> [PROBLEM STATEMENT]: Exact repetition is required: output every record in full.

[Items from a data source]
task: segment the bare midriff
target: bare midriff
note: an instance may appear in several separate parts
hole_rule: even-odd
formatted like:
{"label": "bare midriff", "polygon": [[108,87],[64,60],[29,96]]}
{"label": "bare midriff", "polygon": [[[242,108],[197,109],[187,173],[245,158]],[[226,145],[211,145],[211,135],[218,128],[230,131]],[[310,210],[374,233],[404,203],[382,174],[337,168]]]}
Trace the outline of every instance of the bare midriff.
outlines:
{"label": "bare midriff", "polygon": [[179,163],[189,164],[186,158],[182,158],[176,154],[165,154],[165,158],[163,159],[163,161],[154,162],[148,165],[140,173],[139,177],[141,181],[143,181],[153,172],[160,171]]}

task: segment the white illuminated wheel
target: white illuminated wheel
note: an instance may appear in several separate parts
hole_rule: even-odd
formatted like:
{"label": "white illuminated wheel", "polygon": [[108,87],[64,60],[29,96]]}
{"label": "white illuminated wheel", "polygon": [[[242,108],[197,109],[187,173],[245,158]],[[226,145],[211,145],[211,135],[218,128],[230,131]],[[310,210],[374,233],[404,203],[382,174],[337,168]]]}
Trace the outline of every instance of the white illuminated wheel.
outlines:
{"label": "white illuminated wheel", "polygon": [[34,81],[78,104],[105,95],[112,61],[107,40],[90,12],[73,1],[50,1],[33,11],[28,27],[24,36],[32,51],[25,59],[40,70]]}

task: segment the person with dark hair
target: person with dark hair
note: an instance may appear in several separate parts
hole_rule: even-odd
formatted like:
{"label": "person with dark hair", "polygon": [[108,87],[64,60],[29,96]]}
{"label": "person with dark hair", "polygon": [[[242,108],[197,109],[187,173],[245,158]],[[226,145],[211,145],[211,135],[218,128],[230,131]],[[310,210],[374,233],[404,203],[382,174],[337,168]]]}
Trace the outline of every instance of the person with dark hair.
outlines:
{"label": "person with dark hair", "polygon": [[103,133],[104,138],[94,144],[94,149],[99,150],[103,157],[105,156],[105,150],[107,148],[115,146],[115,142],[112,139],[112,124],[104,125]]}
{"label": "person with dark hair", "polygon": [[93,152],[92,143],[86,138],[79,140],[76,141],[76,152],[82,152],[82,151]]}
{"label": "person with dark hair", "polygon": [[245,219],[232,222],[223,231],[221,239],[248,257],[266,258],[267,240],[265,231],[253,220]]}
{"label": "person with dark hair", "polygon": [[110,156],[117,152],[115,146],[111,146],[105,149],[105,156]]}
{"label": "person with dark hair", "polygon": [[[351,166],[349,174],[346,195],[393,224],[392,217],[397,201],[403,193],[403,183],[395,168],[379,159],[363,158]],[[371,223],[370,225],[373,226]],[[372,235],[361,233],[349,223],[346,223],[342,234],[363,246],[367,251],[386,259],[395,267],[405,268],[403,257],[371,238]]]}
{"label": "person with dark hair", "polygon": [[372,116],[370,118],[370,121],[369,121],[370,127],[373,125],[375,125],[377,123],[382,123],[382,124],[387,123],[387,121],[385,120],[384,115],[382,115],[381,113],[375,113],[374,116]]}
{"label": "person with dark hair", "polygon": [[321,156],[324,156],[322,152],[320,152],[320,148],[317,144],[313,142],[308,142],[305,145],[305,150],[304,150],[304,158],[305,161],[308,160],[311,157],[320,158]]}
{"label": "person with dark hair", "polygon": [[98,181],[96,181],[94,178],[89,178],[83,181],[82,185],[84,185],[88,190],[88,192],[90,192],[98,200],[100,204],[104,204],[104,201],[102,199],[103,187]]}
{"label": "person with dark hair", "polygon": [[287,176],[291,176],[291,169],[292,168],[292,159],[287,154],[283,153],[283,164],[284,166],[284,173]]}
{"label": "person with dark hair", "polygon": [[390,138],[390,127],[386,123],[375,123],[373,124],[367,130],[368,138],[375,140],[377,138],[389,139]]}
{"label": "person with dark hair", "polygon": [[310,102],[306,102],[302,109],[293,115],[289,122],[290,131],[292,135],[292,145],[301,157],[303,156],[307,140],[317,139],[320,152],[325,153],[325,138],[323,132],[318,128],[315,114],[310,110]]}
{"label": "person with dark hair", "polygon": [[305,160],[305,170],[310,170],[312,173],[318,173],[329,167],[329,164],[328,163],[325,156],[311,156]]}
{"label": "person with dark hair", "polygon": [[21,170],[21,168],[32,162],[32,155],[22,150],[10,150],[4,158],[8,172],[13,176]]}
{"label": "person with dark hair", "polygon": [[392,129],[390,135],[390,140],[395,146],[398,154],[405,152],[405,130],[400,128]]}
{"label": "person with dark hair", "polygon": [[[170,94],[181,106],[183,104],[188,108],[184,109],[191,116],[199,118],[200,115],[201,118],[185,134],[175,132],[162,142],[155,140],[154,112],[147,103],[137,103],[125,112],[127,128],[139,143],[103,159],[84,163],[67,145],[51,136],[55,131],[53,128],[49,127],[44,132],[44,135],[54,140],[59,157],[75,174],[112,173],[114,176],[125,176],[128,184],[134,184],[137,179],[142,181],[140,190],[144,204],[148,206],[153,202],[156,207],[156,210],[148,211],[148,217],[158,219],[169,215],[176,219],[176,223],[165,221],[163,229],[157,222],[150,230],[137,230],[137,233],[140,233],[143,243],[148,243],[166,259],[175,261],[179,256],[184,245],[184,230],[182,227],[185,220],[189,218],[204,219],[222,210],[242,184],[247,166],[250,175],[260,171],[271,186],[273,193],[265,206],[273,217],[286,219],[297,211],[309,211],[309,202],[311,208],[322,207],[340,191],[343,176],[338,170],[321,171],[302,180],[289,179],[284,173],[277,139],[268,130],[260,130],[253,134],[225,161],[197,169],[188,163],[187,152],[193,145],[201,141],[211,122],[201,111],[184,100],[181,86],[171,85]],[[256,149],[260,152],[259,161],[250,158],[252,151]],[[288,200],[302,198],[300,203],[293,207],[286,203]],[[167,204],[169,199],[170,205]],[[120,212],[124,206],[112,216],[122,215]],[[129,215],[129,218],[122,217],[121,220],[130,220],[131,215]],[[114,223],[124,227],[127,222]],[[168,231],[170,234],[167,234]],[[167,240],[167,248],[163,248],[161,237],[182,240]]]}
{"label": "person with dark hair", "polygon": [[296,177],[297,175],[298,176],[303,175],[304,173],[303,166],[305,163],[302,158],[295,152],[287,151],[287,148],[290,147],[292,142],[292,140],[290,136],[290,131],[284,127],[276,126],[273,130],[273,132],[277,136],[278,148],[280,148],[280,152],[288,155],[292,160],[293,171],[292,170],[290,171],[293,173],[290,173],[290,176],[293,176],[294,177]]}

> [COMPLETED TASK]:
task: segment the bare midriff
target: bare midriff
note: an instance may appear in several separate parts
hole_rule: even-odd
formatted like:
{"label": "bare midriff", "polygon": [[108,87],[64,60],[29,96]]}
{"label": "bare midriff", "polygon": [[[242,108],[197,109],[187,173],[245,158]],[[226,145],[211,145],[211,135],[218,128],[230,131]],[[310,210],[374,233],[404,203],[382,174],[337,168]]]}
Trace the outline of every instance of the bare midriff.
outlines:
{"label": "bare midriff", "polygon": [[179,163],[189,164],[186,158],[182,158],[176,154],[165,154],[165,158],[163,159],[163,161],[154,162],[148,165],[140,173],[139,177],[141,181],[143,181],[153,172],[160,171]]}

task: segment the white illuminated wheel
target: white illuminated wheel
note: an instance may appear in several separate parts
hole_rule: even-odd
formatted like:
{"label": "white illuminated wheel", "polygon": [[108,87],[64,60],[29,96]]}
{"label": "white illuminated wheel", "polygon": [[[242,108],[197,109],[187,173],[245,158]],[[226,145],[211,145],[211,135],[218,128],[230,131]],[[310,210],[374,233],[404,203],[382,174],[337,168]]]}
Trace the outline of every instance of the white illuminated wheel.
outlines:
{"label": "white illuminated wheel", "polygon": [[34,81],[78,104],[105,95],[112,61],[107,40],[90,12],[73,1],[50,1],[33,11],[28,27],[24,36],[32,51],[25,59],[40,70]]}

task: segment the person with dark hair
target: person with dark hair
note: an instance may appear in several separate parts
hole_rule: even-odd
formatted like:
{"label": "person with dark hair", "polygon": [[108,87],[64,60],[29,96]]}
{"label": "person with dark hair", "polygon": [[[242,108],[197,109],[187,173],[245,158]],[[226,145],[211,145],[211,135],[218,128],[230,131]],[[310,210],[374,233],[404,203],[382,174],[337,168]]]}
Trace the outline of every instance of the person with dark hair.
outlines:
{"label": "person with dark hair", "polygon": [[103,133],[104,138],[94,144],[94,149],[99,150],[103,157],[105,156],[105,150],[107,148],[115,146],[115,142],[112,139],[112,124],[104,125]]}
{"label": "person with dark hair", "polygon": [[93,152],[92,143],[86,138],[79,140],[76,141],[76,152],[82,152],[82,151]]}
{"label": "person with dark hair", "polygon": [[245,219],[232,222],[223,231],[221,239],[248,257],[266,258],[267,240],[265,231],[253,220]]}
{"label": "person with dark hair", "polygon": [[110,156],[117,152],[115,146],[111,146],[105,149],[105,156]]}
{"label": "person with dark hair", "polygon": [[[351,166],[349,174],[346,195],[393,224],[392,217],[397,201],[403,193],[403,183],[395,168],[379,159],[363,158]],[[371,223],[370,225],[373,226]],[[372,235],[361,233],[349,223],[346,223],[342,234],[363,246],[367,251],[386,259],[395,267],[405,268],[403,257],[371,238]]]}
{"label": "person with dark hair", "polygon": [[372,116],[370,118],[370,121],[369,121],[370,127],[373,125],[375,125],[377,123],[382,123],[382,124],[387,123],[387,121],[385,120],[384,115],[382,115],[381,113],[375,113],[374,116]]}
{"label": "person with dark hair", "polygon": [[321,156],[324,156],[322,152],[320,152],[320,148],[317,144],[313,142],[308,142],[305,145],[305,150],[304,150],[304,158],[305,161],[308,160],[311,157],[320,158]]}
{"label": "person with dark hair", "polygon": [[98,181],[96,181],[94,178],[89,178],[83,181],[82,185],[84,185],[88,190],[88,192],[90,192],[98,200],[100,204],[104,204],[104,201],[102,199],[103,187]]}
{"label": "person with dark hair", "polygon": [[287,176],[291,176],[291,169],[292,168],[292,159],[287,154],[283,153],[283,164],[284,166],[284,173]]}
{"label": "person with dark hair", "polygon": [[390,138],[390,127],[386,123],[375,123],[373,124],[367,130],[368,138],[375,140],[377,138],[389,139]]}
{"label": "person with dark hair", "polygon": [[310,102],[306,102],[302,109],[293,115],[289,122],[290,131],[292,135],[292,145],[301,157],[303,156],[307,140],[317,139],[320,152],[325,153],[325,138],[323,132],[318,128],[315,114],[310,110]]}
{"label": "person with dark hair", "polygon": [[305,160],[305,170],[310,170],[312,173],[318,173],[329,167],[329,164],[328,163],[325,156],[311,156]]}
{"label": "person with dark hair", "polygon": [[21,170],[21,168],[32,162],[32,155],[22,150],[10,150],[4,158],[8,172],[13,176]]}
{"label": "person with dark hair", "polygon": [[392,129],[390,135],[390,140],[395,146],[398,154],[405,152],[405,130],[400,128]]}
{"label": "person with dark hair", "polygon": [[[170,94],[181,106],[183,104],[188,108],[184,109],[191,116],[199,118],[200,115],[201,118],[185,134],[175,132],[162,142],[155,140],[154,112],[147,103],[137,103],[125,112],[127,128],[139,143],[103,159],[84,163],[67,145],[51,136],[55,131],[53,128],[49,127],[44,132],[44,135],[54,140],[59,157],[75,174],[112,173],[114,176],[125,176],[128,184],[134,184],[137,179],[142,181],[140,190],[144,204],[148,206],[153,202],[156,207],[156,210],[148,211],[148,217],[158,219],[169,215],[176,219],[176,223],[165,221],[163,229],[157,222],[150,230],[137,230],[137,233],[140,233],[143,243],[148,243],[166,259],[175,261],[179,256],[184,245],[184,230],[182,227],[185,220],[189,218],[204,219],[222,210],[242,184],[247,166],[250,175],[260,171],[271,186],[273,193],[265,206],[273,217],[286,219],[297,211],[309,211],[309,202],[311,208],[322,207],[340,191],[343,176],[338,170],[321,171],[302,180],[289,179],[284,173],[277,139],[268,130],[260,130],[253,134],[225,161],[197,169],[188,163],[187,152],[193,145],[201,141],[211,122],[201,111],[184,100],[181,86],[171,85]],[[256,149],[260,152],[259,161],[250,158],[252,151]],[[288,200],[302,198],[300,203],[293,207],[286,203]],[[167,204],[169,199],[170,205]],[[120,212],[124,206],[112,216],[122,215]],[[129,215],[129,218],[122,217],[121,220],[130,220],[131,215]],[[114,223],[124,227],[127,222]],[[168,231],[170,234],[167,234]],[[167,240],[167,248],[163,248],[161,237],[182,240]]]}
{"label": "person with dark hair", "polygon": [[296,177],[297,175],[298,176],[303,175],[304,173],[303,166],[305,163],[302,158],[295,152],[287,151],[287,148],[290,147],[292,142],[292,140],[290,136],[290,131],[284,127],[276,126],[273,130],[273,132],[277,136],[278,148],[280,148],[280,152],[288,155],[292,160],[293,171],[292,170],[290,171],[293,173],[290,173],[290,176],[293,176],[294,177]]}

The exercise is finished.